◆ **WHAT THIS TASK INVOLVES**:
Pick up the article on boosting employee morale without big spending where it stops, and write what comes next.

◆ **SELECTED EXCERPT**:
---
In an ever competitive and challenging business environment you need your employees to be firing at all cylinders. But as you walk through the office you can’t help but notice the sea of disgruntled and uninterested faces. These unfortunately are the symptoms of low morale and if ignored, can have devastating implications on your business’s performance.
Lower productivity, higher turnover and minimal collaboration are just some of the many side effects of negative morale amongst any workforce. To contain the freefall and spark a positive change, you must think beyond financial incentives and packages. As they only create a monetary ‘exchange’ and do nothing to impact the personal satisfaction levels of employees. So here are a few cost-effective techniques which you can use to boost your employee’s morale without breaking the bank.
Show and give affection
In any situation, people will always give more when they see someone directly care or make an effort especially for them. It’s just human nature. In a working environment, they don’t have to be extravagant displays of affection rather simple touches. For example, knowing each employee’s birthday and on the day, offering them a sweet treat or getting a card to celebrate. If someone is getting married or having a baby, getting them a thoughtful gift to mark the special milestone in their life. On the surface, it may seem over-the-top but employees will not only appreciate it but remember the kind affection they have been given.
---
◆ **ENTRIES SHOWN**:
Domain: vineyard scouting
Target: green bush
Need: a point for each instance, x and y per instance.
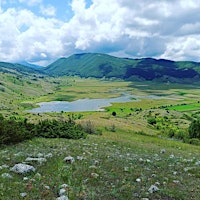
(13, 131)
(194, 129)
(60, 129)
(151, 120)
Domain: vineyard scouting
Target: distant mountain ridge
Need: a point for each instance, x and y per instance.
(15, 67)
(103, 65)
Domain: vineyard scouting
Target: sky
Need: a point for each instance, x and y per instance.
(41, 31)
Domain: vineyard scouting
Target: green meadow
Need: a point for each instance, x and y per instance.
(132, 145)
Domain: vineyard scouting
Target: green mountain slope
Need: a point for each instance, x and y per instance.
(102, 65)
(17, 68)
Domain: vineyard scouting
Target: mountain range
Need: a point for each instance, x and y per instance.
(105, 66)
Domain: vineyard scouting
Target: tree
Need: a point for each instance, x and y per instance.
(194, 129)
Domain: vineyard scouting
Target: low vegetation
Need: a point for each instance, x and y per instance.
(13, 131)
(120, 153)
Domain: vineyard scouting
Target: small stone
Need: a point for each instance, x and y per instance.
(162, 151)
(92, 167)
(197, 163)
(47, 187)
(63, 198)
(25, 179)
(176, 181)
(69, 159)
(172, 156)
(62, 192)
(6, 175)
(40, 160)
(40, 155)
(153, 189)
(138, 180)
(24, 194)
(49, 155)
(79, 157)
(126, 169)
(64, 185)
(22, 168)
(141, 160)
(94, 175)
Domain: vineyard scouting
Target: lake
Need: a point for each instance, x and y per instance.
(80, 105)
(85, 104)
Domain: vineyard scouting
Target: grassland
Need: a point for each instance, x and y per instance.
(123, 162)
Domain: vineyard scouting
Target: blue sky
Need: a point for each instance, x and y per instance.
(41, 31)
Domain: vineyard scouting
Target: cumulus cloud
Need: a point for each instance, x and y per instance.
(157, 28)
(31, 2)
(48, 10)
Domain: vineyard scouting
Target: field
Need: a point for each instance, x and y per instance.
(124, 161)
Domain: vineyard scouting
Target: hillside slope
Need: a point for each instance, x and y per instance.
(17, 68)
(102, 65)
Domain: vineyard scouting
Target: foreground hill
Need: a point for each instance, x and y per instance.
(102, 65)
(17, 68)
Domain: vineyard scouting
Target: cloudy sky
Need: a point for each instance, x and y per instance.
(40, 31)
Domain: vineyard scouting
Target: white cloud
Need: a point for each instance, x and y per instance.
(31, 2)
(183, 48)
(48, 10)
(157, 28)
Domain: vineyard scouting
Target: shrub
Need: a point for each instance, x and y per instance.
(59, 129)
(13, 131)
(194, 129)
(151, 120)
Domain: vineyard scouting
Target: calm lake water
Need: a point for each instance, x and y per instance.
(85, 104)
(79, 105)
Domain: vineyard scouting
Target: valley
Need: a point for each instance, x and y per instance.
(132, 146)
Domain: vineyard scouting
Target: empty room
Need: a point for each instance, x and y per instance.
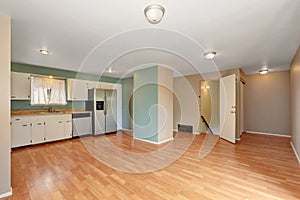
(150, 99)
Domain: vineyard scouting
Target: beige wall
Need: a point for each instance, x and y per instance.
(267, 103)
(295, 101)
(5, 185)
(165, 102)
(187, 91)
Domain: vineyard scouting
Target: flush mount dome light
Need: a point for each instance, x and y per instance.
(109, 70)
(44, 51)
(263, 71)
(154, 13)
(210, 55)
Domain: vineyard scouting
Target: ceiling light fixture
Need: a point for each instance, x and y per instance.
(210, 55)
(154, 13)
(44, 51)
(263, 71)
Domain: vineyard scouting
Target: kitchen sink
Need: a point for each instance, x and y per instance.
(49, 113)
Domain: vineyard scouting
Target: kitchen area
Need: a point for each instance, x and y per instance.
(47, 108)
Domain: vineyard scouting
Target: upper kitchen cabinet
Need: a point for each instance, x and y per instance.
(77, 89)
(20, 86)
(92, 84)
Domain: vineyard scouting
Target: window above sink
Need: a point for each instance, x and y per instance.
(47, 91)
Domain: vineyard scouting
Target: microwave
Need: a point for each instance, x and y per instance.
(99, 105)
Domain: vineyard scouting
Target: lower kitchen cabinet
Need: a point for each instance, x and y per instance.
(38, 129)
(68, 128)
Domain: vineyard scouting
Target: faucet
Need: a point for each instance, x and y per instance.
(49, 109)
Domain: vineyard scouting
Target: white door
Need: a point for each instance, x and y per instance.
(111, 112)
(228, 108)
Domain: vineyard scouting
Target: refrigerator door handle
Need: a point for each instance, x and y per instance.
(105, 107)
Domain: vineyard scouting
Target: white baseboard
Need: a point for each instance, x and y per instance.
(125, 129)
(167, 140)
(298, 158)
(272, 134)
(9, 193)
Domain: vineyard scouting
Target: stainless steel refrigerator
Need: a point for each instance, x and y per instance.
(103, 104)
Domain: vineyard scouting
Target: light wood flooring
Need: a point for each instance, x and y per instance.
(257, 167)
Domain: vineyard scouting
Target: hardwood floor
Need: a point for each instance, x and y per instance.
(258, 167)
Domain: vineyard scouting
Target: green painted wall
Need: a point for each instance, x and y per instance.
(25, 105)
(145, 100)
(127, 87)
(25, 68)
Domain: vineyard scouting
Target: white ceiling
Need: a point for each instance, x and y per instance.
(89, 36)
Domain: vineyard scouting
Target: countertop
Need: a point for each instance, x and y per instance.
(45, 112)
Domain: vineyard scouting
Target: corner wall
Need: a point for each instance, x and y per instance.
(5, 40)
(267, 103)
(295, 101)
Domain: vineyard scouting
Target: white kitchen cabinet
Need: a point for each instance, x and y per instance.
(20, 131)
(38, 134)
(77, 89)
(68, 128)
(26, 130)
(20, 86)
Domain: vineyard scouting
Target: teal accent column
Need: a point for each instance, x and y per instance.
(145, 100)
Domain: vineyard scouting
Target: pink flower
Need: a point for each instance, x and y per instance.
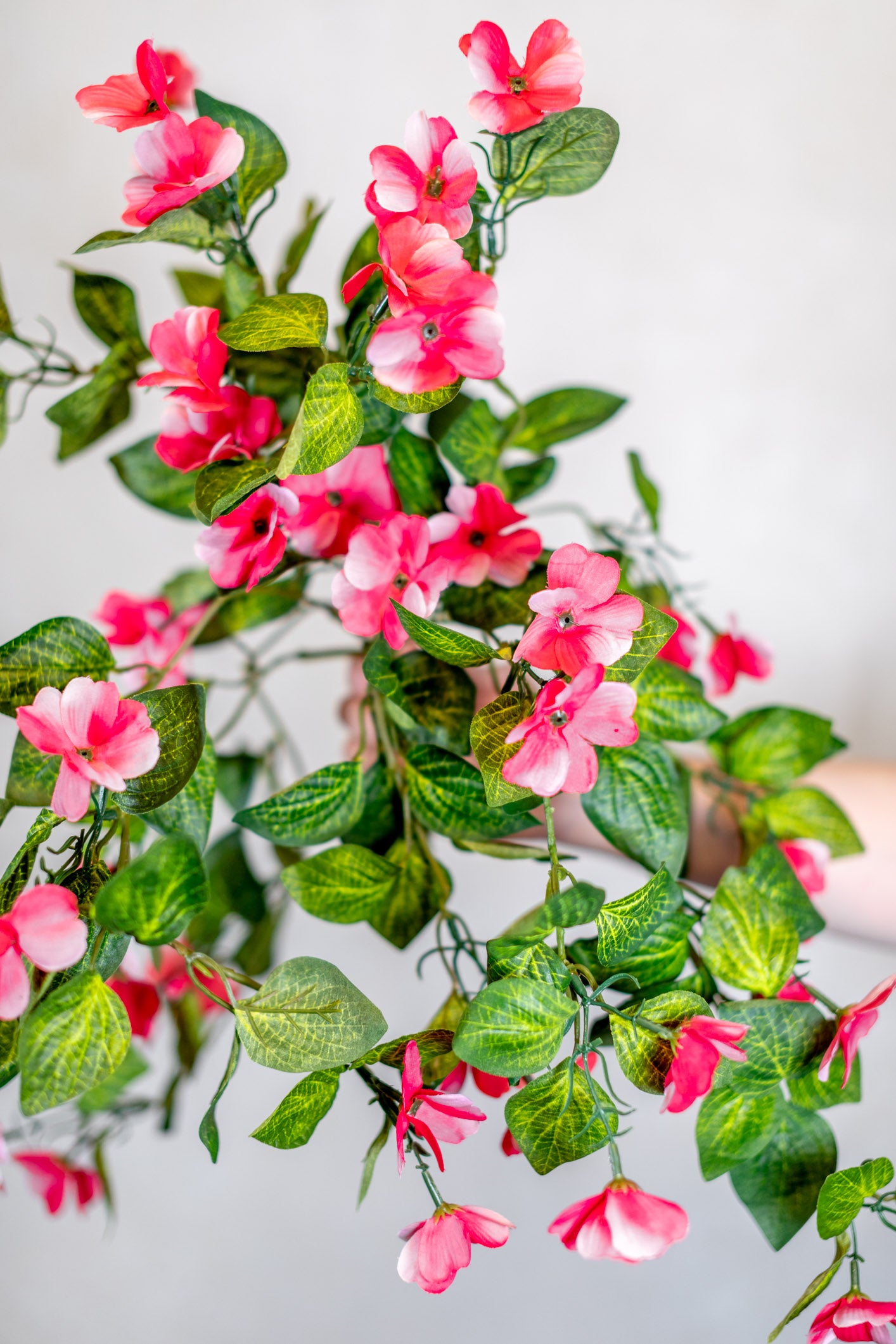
(621, 1224)
(730, 655)
(432, 346)
(179, 163)
(193, 438)
(567, 722)
(579, 621)
(700, 1042)
(854, 1026)
(808, 859)
(43, 926)
(476, 538)
(51, 1179)
(193, 358)
(515, 97)
(433, 181)
(125, 101)
(333, 503)
(99, 737)
(246, 545)
(383, 563)
(438, 1248)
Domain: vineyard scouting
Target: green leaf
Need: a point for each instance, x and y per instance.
(50, 653)
(300, 1112)
(307, 1016)
(781, 1184)
(640, 805)
(773, 746)
(315, 809)
(72, 1040)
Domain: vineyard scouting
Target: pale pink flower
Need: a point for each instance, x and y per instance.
(700, 1043)
(383, 563)
(333, 503)
(515, 97)
(433, 346)
(99, 737)
(438, 1248)
(433, 178)
(43, 926)
(567, 722)
(179, 163)
(854, 1025)
(580, 618)
(621, 1224)
(477, 539)
(248, 543)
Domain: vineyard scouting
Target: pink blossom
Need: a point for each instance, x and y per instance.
(125, 101)
(179, 163)
(438, 1248)
(333, 503)
(248, 543)
(193, 358)
(515, 97)
(700, 1042)
(43, 926)
(854, 1026)
(433, 178)
(567, 722)
(99, 737)
(429, 1115)
(433, 346)
(477, 541)
(387, 563)
(621, 1224)
(580, 618)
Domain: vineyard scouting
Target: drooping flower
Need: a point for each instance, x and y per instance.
(333, 503)
(43, 926)
(432, 346)
(99, 737)
(438, 1248)
(477, 539)
(248, 543)
(854, 1026)
(179, 163)
(433, 178)
(567, 722)
(700, 1042)
(383, 563)
(515, 97)
(193, 358)
(580, 618)
(621, 1224)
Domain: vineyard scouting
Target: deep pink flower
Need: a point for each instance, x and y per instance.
(193, 358)
(179, 163)
(333, 503)
(854, 1026)
(580, 618)
(567, 722)
(43, 926)
(99, 737)
(438, 1248)
(432, 346)
(433, 178)
(383, 563)
(248, 543)
(477, 541)
(515, 97)
(700, 1042)
(429, 1113)
(621, 1224)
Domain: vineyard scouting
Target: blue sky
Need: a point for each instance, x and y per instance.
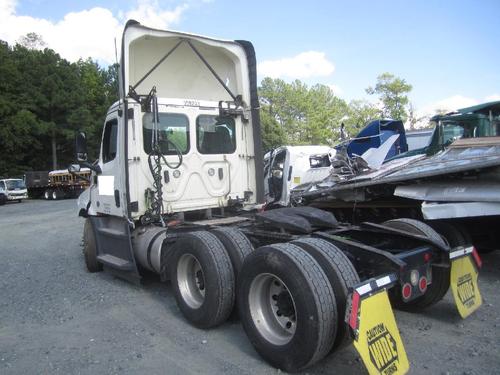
(448, 50)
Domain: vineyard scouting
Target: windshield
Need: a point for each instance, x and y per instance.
(15, 184)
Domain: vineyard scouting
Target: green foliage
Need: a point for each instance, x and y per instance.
(393, 92)
(294, 114)
(44, 100)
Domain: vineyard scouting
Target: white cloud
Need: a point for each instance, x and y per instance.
(492, 98)
(87, 33)
(337, 90)
(447, 105)
(150, 13)
(304, 65)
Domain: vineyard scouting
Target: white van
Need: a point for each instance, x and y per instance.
(12, 189)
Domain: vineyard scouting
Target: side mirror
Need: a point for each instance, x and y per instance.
(74, 168)
(81, 146)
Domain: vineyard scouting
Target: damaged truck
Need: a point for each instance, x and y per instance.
(452, 183)
(178, 191)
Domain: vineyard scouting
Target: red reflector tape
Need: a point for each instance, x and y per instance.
(477, 258)
(353, 319)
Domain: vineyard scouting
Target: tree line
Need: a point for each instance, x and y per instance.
(45, 99)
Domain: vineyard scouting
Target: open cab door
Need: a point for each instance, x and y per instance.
(373, 327)
(207, 127)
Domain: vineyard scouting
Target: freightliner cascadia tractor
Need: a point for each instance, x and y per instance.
(178, 191)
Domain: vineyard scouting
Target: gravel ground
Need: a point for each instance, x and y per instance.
(56, 318)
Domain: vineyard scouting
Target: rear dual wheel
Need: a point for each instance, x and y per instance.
(203, 278)
(287, 306)
(341, 274)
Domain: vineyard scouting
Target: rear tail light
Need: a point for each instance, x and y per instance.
(422, 284)
(406, 291)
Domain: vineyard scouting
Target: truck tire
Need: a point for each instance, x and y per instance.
(203, 279)
(90, 248)
(237, 245)
(57, 194)
(440, 275)
(341, 274)
(287, 306)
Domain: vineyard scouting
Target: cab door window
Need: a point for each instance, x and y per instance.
(110, 141)
(215, 135)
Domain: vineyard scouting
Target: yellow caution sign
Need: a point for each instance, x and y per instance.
(378, 341)
(464, 286)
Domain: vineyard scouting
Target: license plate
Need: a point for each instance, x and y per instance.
(376, 335)
(464, 285)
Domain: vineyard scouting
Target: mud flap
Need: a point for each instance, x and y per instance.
(373, 327)
(465, 263)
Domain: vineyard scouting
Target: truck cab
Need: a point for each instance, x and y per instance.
(204, 117)
(12, 189)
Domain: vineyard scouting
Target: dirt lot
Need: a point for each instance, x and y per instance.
(56, 318)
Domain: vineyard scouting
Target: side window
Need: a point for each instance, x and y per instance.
(110, 140)
(173, 127)
(215, 136)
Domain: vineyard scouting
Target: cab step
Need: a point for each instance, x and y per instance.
(115, 262)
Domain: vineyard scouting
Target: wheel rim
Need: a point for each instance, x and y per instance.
(272, 309)
(191, 280)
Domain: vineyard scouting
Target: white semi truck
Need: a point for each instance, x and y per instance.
(12, 189)
(178, 190)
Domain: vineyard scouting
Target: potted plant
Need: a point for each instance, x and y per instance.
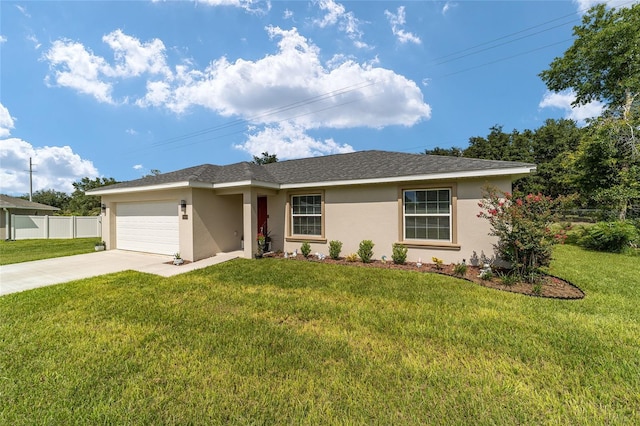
(261, 239)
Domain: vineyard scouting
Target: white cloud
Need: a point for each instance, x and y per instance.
(33, 39)
(23, 10)
(336, 14)
(397, 22)
(134, 58)
(56, 167)
(564, 100)
(253, 6)
(74, 66)
(291, 88)
(290, 141)
(448, 6)
(294, 85)
(6, 122)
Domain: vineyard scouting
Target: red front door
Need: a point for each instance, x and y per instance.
(262, 215)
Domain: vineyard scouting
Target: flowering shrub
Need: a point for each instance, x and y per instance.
(522, 226)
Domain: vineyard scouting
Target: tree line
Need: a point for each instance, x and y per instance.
(600, 163)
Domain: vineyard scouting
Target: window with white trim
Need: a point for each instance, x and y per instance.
(427, 214)
(306, 215)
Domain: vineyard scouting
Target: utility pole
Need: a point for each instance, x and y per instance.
(30, 180)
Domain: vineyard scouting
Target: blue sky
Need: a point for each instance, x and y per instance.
(118, 88)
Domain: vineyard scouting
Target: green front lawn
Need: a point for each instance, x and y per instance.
(291, 342)
(28, 250)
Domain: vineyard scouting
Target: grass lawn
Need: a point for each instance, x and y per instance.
(284, 342)
(28, 250)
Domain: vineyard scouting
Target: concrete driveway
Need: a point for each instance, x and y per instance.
(28, 275)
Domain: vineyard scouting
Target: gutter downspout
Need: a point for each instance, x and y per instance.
(7, 223)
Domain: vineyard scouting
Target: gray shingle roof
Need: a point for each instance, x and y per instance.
(8, 202)
(338, 167)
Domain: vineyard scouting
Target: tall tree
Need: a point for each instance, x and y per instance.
(553, 145)
(82, 204)
(604, 61)
(604, 64)
(50, 197)
(498, 145)
(266, 158)
(454, 151)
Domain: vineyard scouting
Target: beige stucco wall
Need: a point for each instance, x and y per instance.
(217, 220)
(217, 223)
(175, 195)
(357, 213)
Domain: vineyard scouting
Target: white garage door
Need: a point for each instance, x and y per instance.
(148, 227)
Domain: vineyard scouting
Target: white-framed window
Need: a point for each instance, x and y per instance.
(306, 215)
(427, 214)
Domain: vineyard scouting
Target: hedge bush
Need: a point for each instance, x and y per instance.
(614, 237)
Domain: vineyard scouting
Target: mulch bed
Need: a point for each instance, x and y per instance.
(550, 286)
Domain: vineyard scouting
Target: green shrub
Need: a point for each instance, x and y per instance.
(537, 289)
(510, 278)
(352, 257)
(365, 251)
(335, 247)
(305, 249)
(575, 234)
(523, 228)
(613, 237)
(460, 269)
(486, 275)
(437, 262)
(399, 254)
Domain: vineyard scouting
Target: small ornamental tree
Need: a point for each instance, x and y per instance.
(522, 226)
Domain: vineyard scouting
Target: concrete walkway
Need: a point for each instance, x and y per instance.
(28, 275)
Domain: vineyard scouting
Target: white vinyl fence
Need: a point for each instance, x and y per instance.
(42, 227)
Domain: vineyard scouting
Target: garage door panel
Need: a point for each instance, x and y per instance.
(148, 227)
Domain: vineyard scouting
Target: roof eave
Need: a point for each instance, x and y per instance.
(515, 172)
(126, 190)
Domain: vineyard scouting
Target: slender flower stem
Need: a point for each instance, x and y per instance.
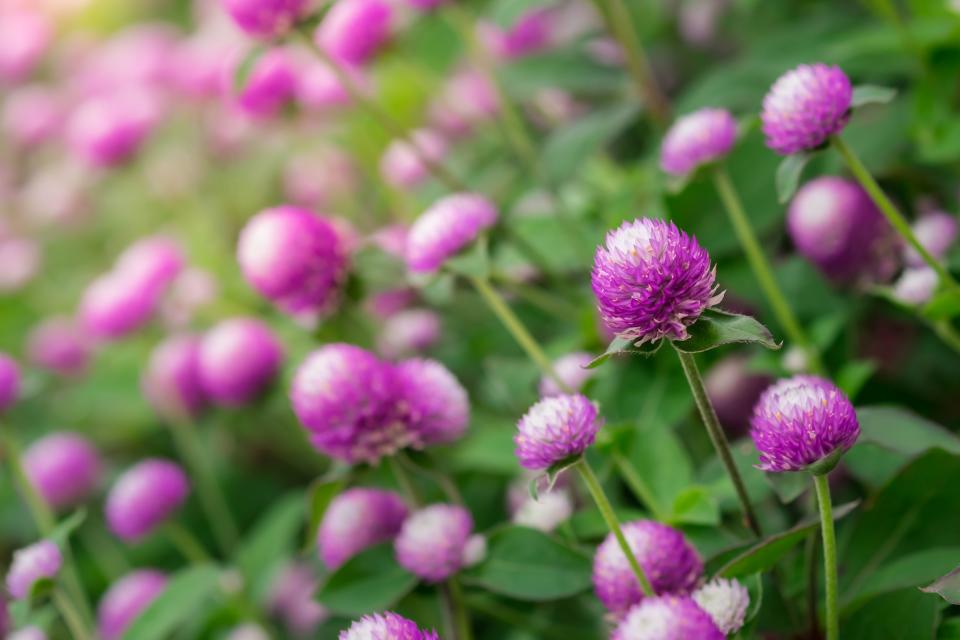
(889, 210)
(719, 439)
(761, 268)
(519, 332)
(606, 510)
(822, 486)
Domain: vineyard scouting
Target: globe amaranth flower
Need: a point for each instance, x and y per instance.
(433, 540)
(30, 565)
(434, 404)
(171, 381)
(452, 223)
(697, 139)
(357, 519)
(652, 281)
(801, 421)
(805, 106)
(834, 224)
(670, 563)
(726, 601)
(386, 626)
(346, 398)
(265, 18)
(144, 497)
(239, 358)
(126, 599)
(667, 617)
(293, 257)
(555, 429)
(65, 468)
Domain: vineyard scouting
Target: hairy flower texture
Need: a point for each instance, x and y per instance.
(697, 139)
(652, 281)
(433, 541)
(64, 468)
(386, 626)
(667, 617)
(357, 519)
(726, 601)
(800, 421)
(452, 223)
(670, 563)
(434, 404)
(554, 429)
(805, 106)
(126, 599)
(834, 224)
(293, 257)
(144, 497)
(346, 398)
(40, 561)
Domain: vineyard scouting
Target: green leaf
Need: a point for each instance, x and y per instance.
(529, 565)
(187, 594)
(368, 582)
(716, 328)
(788, 175)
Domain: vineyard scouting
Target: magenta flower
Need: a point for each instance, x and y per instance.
(667, 559)
(356, 520)
(697, 139)
(805, 106)
(293, 257)
(652, 281)
(126, 599)
(64, 468)
(433, 541)
(800, 421)
(452, 223)
(667, 617)
(239, 358)
(144, 497)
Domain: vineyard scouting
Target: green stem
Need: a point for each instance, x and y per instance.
(829, 554)
(889, 210)
(761, 268)
(606, 510)
(517, 330)
(719, 439)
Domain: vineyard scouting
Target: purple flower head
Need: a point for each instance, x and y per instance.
(652, 281)
(697, 139)
(265, 18)
(554, 429)
(835, 225)
(294, 258)
(144, 497)
(171, 381)
(800, 421)
(433, 540)
(452, 223)
(346, 398)
(667, 617)
(402, 164)
(239, 358)
(670, 563)
(9, 381)
(805, 106)
(30, 565)
(64, 467)
(126, 599)
(356, 520)
(386, 626)
(435, 405)
(571, 368)
(353, 30)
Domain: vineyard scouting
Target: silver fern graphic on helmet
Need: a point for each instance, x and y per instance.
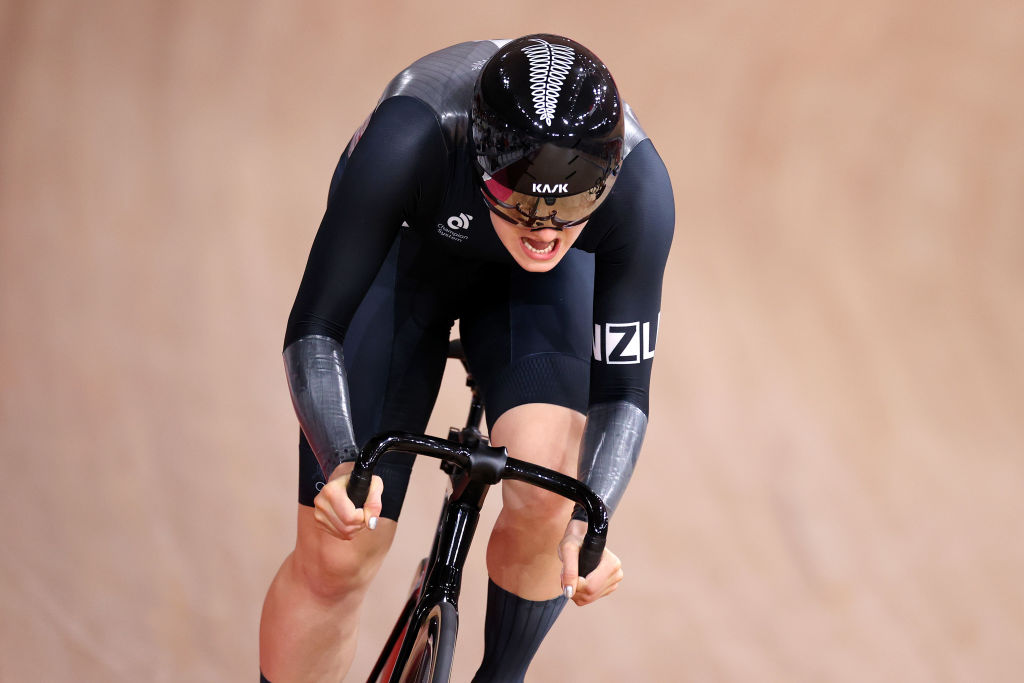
(549, 65)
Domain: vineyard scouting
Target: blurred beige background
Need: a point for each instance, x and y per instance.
(830, 484)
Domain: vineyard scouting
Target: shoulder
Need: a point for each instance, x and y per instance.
(443, 81)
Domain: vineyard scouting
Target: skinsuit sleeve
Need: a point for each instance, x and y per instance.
(397, 164)
(630, 265)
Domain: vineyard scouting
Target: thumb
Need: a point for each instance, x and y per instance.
(372, 508)
(570, 563)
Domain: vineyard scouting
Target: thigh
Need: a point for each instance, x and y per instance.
(395, 349)
(528, 336)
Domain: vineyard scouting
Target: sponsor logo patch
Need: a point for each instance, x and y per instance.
(625, 343)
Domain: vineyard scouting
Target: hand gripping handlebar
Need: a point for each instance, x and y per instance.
(491, 465)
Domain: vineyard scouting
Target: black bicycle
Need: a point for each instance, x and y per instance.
(422, 644)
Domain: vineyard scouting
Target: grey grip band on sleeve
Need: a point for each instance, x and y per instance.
(609, 450)
(316, 380)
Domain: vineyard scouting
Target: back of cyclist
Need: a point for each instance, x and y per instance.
(506, 185)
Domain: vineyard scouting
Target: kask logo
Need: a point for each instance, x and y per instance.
(460, 222)
(625, 343)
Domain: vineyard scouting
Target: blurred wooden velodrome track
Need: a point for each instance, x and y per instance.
(830, 488)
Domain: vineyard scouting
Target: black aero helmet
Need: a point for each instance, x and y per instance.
(548, 129)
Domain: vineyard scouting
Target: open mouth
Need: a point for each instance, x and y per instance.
(539, 249)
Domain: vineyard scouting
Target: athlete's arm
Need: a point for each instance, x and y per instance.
(630, 265)
(396, 165)
(634, 235)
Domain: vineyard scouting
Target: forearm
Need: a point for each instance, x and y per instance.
(316, 380)
(609, 450)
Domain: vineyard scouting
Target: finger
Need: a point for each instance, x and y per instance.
(326, 517)
(582, 596)
(372, 508)
(569, 552)
(334, 493)
(601, 582)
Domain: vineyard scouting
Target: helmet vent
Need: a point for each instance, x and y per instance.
(549, 65)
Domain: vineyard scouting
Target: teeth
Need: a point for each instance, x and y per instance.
(546, 250)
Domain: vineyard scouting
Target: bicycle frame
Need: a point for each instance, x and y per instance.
(473, 466)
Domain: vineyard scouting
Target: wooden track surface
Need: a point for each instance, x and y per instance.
(830, 488)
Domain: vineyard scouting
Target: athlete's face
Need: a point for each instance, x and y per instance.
(535, 251)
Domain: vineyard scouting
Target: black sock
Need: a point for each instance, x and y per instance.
(513, 630)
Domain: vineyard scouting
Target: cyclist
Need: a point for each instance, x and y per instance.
(507, 185)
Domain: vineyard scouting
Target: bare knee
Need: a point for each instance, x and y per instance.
(545, 434)
(332, 568)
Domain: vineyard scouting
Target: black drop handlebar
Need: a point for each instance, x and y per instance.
(494, 465)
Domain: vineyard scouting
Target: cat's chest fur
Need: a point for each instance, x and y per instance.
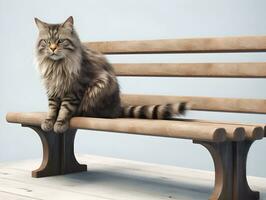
(59, 77)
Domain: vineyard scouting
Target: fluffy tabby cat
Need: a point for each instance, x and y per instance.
---
◆ **RESULT OF THE TASK**:
Support outside ambitions
Many people have ambitions to do things beyond their work that will have a meaningful impact. Employees often want to volunteer but between working, commuting and looking after their household – they just don’t have the luxury of spare time. As a business, you can generously support causes your employees are passionate about. Giving the authority to interested employee groups or certain departments to organise and develop a network of volunteer projects. Alternatively, offering each employee a few-fixed paid hours a month to pursue voluntary and charitable endeavours.
Lunch breaks are lunch breaks
Employees these days’ work under huge amounts of pressure and scrutiny, therefore fail to distinguish the line between working and breaks. They find themselves working through lunch and often not eating, to ensure their work is complete on time. By not taking breaks, employees are becoming more anxious and stressed. As the employer, it should be your responsibility to ensure the wellbeing of your employees. Have a policy where during the lunch hour, all employees must switch off their computers and do anything but work. Complementary to this – encourage walks, stretching exercises and eating away from the desk.
No matter how many years of experience or education you have, if there is no communication or dialogue with employees than your wisdom alone is not going to be enough to drive the business forward. Each employee specialises in a certain role thus has a sound understanding of their function and activities within the business. However, they tend to be the most underutilised resource for knowledge and growth.
They have an opinion on what aspects of their role and the business in general can be improved for better results. Often having bright and innovative ideas, that you as the employer never even imagined or thought about. Talk to them!!! Schedule a meeting every so often and gain invaluable insights. In doing so, your business’s performance will not only be enhanced from the ideas implemented but will demonstrate to employees that you value their input. This will also indirectly increase their morale and confidence.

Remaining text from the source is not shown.